**LEESTEKST**
________________________________________

Door Wim Vlijm
In juli 1971 kreeg Westervoort met een vervelende kakkerlakkenplaag te maken. Wat was het geval? Op de hoek van de Veerdam en de Klapstraat was een vuilnisbelt die enige tijd daarvoor was gesloten en die was afgedekt met een laag aarde. Om alle ongedierte te ‘vernietigen’ werden er tonnen vergif op de vuilnisbelt gespoten.
Aan de omwonenden werden spuitbussen uitgedeeld om de ‘gezondheid van de kakkerlakken te ondermijnen’. Deze aanpak kwam tot stand na overleg met deskundigen en met instemming van de provincie. Wel moest Westervoort er voor zorgen dat het huisvuil op een andere plek gestort werd. Deze nieuwe plek werd bekend als de ‘bult van Putman’. Zo ging dat anno 1971. Het hanteren van de spuitbus was geen succes. Een man (zijn naam is bij de redactie bekend, maar om privacy-redenen niet vermeld). die in de buurt van de vuilnisbelt woonde, had soep gegeten uit een pan die open op het fornuis stond terwijl zijn familieleden met de spuitbus op jacht gingen naar de kakkerlakken. Deze man kreeg ongeveer een half uur na het eten van de soep, braak- en diarree verschijnselen. Deze waren zo hevig dat hij met ernstige vergiftigingsverschijnselen in het ziekenhuis te Arnhem moest worden opgenomen.
De bewoners waren het zat. Ze waren van mening dat de kakkerlakkenplaag eerder toe- dan afnam. Ze protesteerden door een aanhang- wagen vol huisvuil, dat op de vuilnisbelt lag, inclusief kakkerlakken, op de stoep van het gemeentehuis leeg te storten. En het gemeentebestuur? Die stelde deze actie niet op prijs, zie onderstaand krantenbericht.

________________________________________

**OPDRACHT**
Beschrijf hoe de bewoners volgens de tekst over de kakkerlakkenplaag in Westervoort protesteerden.

**GEGEVENS**
________________________________________

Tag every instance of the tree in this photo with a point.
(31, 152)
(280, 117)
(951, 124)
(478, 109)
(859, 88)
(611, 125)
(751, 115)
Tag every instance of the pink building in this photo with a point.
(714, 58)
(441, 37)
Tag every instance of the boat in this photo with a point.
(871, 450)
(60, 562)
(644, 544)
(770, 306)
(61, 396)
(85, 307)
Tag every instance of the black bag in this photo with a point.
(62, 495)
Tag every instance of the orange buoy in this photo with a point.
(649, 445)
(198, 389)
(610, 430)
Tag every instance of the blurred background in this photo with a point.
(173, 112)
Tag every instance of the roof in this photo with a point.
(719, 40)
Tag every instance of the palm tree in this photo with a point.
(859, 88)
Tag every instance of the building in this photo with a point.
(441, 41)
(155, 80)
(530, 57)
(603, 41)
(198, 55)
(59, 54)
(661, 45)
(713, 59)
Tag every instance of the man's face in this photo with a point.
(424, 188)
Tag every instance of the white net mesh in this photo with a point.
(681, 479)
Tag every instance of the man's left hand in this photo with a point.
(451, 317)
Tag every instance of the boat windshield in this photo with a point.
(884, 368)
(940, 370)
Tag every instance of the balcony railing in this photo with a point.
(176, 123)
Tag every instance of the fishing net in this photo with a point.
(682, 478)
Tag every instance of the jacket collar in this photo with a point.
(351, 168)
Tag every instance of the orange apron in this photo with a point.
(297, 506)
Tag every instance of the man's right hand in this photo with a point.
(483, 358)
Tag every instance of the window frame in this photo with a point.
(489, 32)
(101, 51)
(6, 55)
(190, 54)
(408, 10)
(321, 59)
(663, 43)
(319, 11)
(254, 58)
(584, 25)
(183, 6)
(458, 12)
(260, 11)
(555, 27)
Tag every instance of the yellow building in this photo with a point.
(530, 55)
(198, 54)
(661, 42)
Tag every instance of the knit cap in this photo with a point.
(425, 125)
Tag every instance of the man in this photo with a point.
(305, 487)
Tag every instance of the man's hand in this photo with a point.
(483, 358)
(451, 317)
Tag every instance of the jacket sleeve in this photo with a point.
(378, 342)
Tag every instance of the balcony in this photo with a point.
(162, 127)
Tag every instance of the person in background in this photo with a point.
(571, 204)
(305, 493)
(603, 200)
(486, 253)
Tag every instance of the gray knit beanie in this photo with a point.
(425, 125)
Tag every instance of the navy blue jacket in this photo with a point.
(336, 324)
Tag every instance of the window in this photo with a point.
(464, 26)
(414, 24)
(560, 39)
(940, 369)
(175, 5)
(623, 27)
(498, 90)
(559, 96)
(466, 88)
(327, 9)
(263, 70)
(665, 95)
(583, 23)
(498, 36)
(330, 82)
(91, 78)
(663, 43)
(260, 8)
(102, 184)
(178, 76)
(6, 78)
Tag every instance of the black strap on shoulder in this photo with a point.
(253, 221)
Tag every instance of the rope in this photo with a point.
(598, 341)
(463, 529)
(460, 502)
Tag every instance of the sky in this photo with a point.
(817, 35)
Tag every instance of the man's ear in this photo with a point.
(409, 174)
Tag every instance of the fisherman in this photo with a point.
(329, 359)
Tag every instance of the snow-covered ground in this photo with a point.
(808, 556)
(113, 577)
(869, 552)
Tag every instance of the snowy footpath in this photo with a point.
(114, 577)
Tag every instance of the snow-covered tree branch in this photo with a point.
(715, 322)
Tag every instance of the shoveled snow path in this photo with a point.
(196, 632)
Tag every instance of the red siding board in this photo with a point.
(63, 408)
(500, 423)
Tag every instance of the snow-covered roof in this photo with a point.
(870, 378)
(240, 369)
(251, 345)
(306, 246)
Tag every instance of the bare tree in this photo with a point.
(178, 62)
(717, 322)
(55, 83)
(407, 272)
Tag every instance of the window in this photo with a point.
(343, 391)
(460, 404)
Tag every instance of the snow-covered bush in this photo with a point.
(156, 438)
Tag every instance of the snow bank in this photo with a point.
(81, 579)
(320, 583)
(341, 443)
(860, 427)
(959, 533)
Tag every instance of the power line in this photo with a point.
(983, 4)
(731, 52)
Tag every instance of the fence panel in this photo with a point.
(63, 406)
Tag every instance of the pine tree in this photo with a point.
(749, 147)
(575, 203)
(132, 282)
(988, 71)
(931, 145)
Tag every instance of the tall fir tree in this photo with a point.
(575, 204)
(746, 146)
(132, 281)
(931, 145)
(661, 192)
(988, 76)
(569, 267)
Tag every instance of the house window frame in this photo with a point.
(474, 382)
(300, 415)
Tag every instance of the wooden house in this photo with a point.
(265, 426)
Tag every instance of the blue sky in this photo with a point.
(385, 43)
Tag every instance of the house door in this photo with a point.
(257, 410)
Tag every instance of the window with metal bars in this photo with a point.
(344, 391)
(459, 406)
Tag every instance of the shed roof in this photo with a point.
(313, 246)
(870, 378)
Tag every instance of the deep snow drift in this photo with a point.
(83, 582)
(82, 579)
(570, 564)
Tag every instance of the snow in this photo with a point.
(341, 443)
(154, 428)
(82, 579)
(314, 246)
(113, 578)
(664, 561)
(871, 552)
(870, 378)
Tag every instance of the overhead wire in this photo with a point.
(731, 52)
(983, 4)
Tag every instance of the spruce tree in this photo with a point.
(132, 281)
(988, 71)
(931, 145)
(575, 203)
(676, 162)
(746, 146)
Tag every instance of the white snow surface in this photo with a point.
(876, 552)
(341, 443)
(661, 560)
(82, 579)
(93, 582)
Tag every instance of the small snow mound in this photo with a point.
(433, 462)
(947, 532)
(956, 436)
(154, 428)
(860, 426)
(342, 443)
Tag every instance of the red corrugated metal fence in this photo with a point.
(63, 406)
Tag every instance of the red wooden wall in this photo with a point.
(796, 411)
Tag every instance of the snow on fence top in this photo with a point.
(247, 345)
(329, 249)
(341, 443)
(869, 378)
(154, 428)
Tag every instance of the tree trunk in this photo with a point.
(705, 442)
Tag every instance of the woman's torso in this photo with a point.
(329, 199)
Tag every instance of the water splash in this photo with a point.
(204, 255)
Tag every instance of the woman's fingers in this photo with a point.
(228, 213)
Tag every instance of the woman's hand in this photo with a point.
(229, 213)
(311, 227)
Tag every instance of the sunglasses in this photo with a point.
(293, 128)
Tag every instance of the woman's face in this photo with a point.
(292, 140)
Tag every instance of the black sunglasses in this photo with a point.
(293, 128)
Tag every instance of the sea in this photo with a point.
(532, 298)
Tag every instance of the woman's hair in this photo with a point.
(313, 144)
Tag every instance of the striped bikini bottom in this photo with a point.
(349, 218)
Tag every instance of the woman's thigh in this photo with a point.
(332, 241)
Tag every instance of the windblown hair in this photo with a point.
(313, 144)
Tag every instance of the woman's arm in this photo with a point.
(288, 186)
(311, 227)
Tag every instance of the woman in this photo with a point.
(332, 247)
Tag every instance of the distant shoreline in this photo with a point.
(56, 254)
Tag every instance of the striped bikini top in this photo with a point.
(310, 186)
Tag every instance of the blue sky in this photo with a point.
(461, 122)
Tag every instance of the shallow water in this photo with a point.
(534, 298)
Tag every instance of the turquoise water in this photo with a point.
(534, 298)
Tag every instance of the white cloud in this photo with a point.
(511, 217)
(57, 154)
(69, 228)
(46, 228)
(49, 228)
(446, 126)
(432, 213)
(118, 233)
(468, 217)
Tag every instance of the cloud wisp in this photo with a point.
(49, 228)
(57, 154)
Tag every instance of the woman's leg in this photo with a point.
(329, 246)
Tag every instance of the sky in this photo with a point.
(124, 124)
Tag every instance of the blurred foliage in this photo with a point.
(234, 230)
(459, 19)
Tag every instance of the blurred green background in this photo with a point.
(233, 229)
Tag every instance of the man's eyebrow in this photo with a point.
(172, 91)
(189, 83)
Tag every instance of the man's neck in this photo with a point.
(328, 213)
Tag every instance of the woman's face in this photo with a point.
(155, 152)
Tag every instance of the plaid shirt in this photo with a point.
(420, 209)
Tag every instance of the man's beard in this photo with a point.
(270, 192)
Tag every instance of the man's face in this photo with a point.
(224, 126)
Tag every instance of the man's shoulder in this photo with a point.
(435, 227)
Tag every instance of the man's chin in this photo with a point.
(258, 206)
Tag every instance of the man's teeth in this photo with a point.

________________________________________

**ANTWOORD**
Ze stortten een aanhangwagen vol huisvuil van de vuilnisbelt, inclusief kakkerlakken, leeg op de stoep van het gemeentehuis.